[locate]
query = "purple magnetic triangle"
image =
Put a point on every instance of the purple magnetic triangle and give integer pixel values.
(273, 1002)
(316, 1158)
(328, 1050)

____________________

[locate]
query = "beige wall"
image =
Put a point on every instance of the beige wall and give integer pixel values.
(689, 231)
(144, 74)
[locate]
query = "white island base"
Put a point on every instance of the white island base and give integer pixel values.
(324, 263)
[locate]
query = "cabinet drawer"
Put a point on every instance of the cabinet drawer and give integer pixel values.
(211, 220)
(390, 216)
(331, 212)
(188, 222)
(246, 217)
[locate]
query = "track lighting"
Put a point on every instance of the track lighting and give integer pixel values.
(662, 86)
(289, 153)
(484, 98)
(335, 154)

____________________

_Your assignment_
State the number of lines in the entries above that contain the word "query", and nothing more.

_Exercise output_
5